▶ **Required action**: Transcribe exactly, please, the line bearing "Query: roof of building" and all later lines through the end of the records, with the pictures left out.

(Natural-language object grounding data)

·····

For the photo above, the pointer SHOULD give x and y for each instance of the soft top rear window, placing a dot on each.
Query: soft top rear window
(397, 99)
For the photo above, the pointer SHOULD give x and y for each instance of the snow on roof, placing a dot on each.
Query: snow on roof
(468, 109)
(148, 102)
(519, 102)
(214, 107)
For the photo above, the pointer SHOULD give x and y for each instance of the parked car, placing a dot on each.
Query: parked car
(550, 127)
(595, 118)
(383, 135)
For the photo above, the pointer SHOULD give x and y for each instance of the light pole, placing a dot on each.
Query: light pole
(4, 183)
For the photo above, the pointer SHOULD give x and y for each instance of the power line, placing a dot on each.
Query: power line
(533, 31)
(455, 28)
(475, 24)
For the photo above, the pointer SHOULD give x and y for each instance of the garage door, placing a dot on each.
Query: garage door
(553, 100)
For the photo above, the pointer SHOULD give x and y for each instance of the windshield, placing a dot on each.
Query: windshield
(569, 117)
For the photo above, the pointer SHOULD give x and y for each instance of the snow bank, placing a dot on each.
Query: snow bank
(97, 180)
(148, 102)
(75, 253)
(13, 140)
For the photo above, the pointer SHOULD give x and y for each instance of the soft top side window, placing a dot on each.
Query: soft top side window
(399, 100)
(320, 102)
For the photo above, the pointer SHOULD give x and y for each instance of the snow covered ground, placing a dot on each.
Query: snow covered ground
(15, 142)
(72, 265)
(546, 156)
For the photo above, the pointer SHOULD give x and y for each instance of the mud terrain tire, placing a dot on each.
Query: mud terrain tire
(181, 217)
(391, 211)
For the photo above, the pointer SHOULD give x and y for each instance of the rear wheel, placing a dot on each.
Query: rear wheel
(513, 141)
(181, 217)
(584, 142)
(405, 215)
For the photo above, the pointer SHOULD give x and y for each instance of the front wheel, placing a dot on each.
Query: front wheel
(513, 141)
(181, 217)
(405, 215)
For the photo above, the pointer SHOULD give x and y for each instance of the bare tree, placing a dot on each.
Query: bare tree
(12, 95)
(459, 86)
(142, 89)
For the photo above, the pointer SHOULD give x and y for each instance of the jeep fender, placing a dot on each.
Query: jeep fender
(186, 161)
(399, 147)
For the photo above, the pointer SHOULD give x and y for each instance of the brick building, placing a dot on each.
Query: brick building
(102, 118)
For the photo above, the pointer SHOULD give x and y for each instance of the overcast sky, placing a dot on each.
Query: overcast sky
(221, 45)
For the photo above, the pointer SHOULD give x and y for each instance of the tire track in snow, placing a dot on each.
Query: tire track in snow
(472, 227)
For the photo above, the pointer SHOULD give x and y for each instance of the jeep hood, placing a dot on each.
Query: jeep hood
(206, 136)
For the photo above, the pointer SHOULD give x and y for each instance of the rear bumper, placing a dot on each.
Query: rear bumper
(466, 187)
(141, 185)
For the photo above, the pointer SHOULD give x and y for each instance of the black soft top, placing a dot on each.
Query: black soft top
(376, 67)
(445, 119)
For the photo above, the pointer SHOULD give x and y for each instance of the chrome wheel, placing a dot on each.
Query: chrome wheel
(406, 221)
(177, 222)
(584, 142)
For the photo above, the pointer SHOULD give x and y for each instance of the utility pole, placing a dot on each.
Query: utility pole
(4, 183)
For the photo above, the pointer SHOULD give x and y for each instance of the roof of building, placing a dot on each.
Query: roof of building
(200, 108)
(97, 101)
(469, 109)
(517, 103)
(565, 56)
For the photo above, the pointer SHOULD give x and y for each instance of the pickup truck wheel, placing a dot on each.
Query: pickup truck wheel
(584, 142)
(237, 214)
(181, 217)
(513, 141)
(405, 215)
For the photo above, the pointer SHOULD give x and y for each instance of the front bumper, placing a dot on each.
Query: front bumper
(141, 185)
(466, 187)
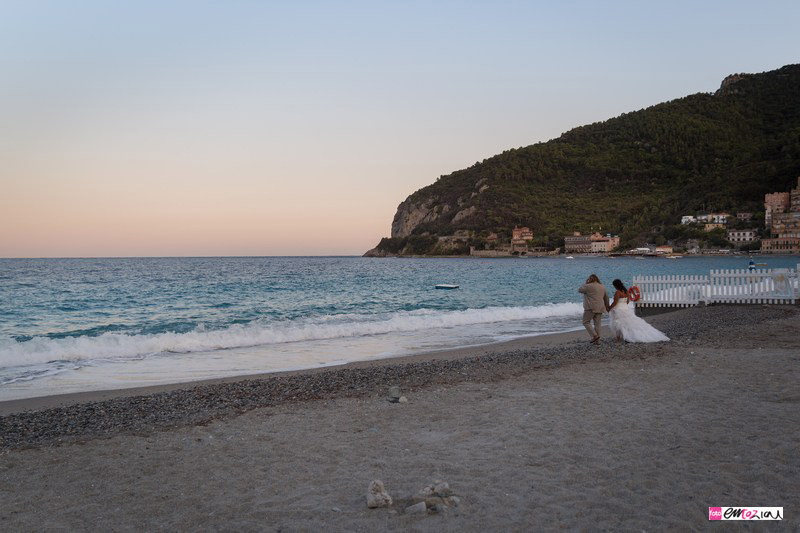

·····

▶ **Solution to this task**:
Query: roof of building
(200, 108)
(97, 101)
(469, 109)
(517, 103)
(565, 56)
For the photo above, the pointer SHOULD give x and y for each instance of the pickup truck wheel, placing a dot on each.
Query: pickup truck wheel
(584, 142)
(237, 214)
(181, 217)
(513, 141)
(405, 215)
For the photo above, the pointer SHOULD give x and y for each instance of the front bumper, placing a dot on each.
Query: front bumper
(141, 185)
(466, 187)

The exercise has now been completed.